#### DIRECTIONS:
Copy all of the rows below word for word, omitting the pictures.

─── DATA FOR THIS TASK

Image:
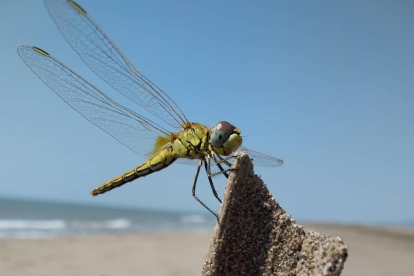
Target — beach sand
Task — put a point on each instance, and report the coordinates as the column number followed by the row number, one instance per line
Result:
column 372, row 251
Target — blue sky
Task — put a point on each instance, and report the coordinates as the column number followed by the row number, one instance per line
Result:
column 325, row 85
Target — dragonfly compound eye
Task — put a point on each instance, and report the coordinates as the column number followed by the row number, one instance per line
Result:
column 221, row 133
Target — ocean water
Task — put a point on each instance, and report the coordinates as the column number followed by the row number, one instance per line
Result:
column 21, row 219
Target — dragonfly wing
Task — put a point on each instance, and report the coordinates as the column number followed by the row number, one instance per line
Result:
column 134, row 131
column 261, row 159
column 101, row 54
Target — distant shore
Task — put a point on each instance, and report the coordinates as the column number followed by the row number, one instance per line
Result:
column 372, row 251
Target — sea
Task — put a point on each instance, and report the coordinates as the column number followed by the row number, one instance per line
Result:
column 26, row 219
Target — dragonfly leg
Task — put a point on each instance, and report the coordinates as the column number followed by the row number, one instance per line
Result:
column 193, row 190
column 220, row 167
column 207, row 167
column 224, row 160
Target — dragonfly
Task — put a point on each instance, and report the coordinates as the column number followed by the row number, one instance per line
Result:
column 173, row 139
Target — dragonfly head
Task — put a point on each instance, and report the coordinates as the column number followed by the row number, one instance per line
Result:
column 225, row 138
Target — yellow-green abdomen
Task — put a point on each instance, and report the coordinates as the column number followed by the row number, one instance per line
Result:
column 158, row 161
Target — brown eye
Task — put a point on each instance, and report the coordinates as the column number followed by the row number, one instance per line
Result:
column 220, row 133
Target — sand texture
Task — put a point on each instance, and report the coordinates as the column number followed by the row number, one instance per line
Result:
column 255, row 236
column 372, row 252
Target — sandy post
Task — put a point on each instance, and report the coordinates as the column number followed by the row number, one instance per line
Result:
column 255, row 236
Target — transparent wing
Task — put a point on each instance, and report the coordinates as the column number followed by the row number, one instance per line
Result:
column 134, row 131
column 261, row 159
column 101, row 54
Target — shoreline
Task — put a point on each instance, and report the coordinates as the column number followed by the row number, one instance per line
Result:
column 372, row 251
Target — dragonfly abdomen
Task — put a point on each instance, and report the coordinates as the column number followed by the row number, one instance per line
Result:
column 157, row 162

──────

#### SOLUTION TO THIS PROBLEM:
Image:
Target — beach sand
Task — put a point on each instance, and report the coordinates as the column number followed by the row number, one instance per line
Result:
column 372, row 251
Target — blue sky
Task — put a point on each instance, and report the coordinates as the column number followed by the row number, one instance per line
Result:
column 325, row 85
Target — dragonfly compound eye
Task — put a point on each instance, and report the coordinates as the column number followed by the row number, one instance per line
Result:
column 221, row 133
Target — ocean water
Task — put a point on each instance, and report the coordinates as the column number followed by the row number, one instance per line
Result:
column 21, row 219
Target — dragonfly wing
Task — put a point on each instance, and report the coordinates as the column number followed by the row number, one instance per line
Result:
column 134, row 131
column 261, row 159
column 101, row 54
Target — distant shore
Task — put a point on each instance, and report the coordinates as the column number followed by the row number, one instance per line
Result:
column 372, row 251
Target — sea
Task — put a point on each instance, and report the coordinates as the column number followed by the row number, one instance per line
Result:
column 26, row 219
Target — dragonfly leg
Task — put a point on each instance, and report the coordinates as the column number followed by the row number, one instance per line
Result:
column 193, row 190
column 220, row 167
column 207, row 167
column 224, row 160
Target — dragonfly
Task — put a point on each instance, and report the coordinates as the column number followed by the row number, one instance per line
Result:
column 173, row 139
Target — dragonfly head
Task — put a point on each instance, and report the coordinates as the column number followed by the row number, one instance per line
Result:
column 225, row 138
Target — yellow-green abdomen
Task — put a point on each instance, and report the coordinates as the column number followed by the row number, one instance per line
Result:
column 158, row 161
Target — brown eye
Task — put a point on each instance, and report the coordinates as the column number followed by the row number, one instance per line
Result:
column 220, row 133
Target — sand texture
Task — put a point on each instance, and report the coordinates as the column number followed by the row number, one instance per line
Result:
column 255, row 236
column 372, row 252
Target — sandy post
Task — put a point on each instance, and report the coordinates as the column number followed by the row number, one instance per line
Result:
column 255, row 236
Target — transparent wing
Task — put a point on each instance, and report the coordinates as the column number followed by the row number, one instance per line
Result:
column 134, row 131
column 261, row 159
column 101, row 54
Target — shoreline
Task — put a point on each instance, and report the coordinates as the column number followed by the row number, one instance per line
Result:
column 372, row 251
Target — dragonfly abdomen
Task — put a point on each instance, and report the coordinates as the column number followed by the row number, one instance per line
Result:
column 157, row 162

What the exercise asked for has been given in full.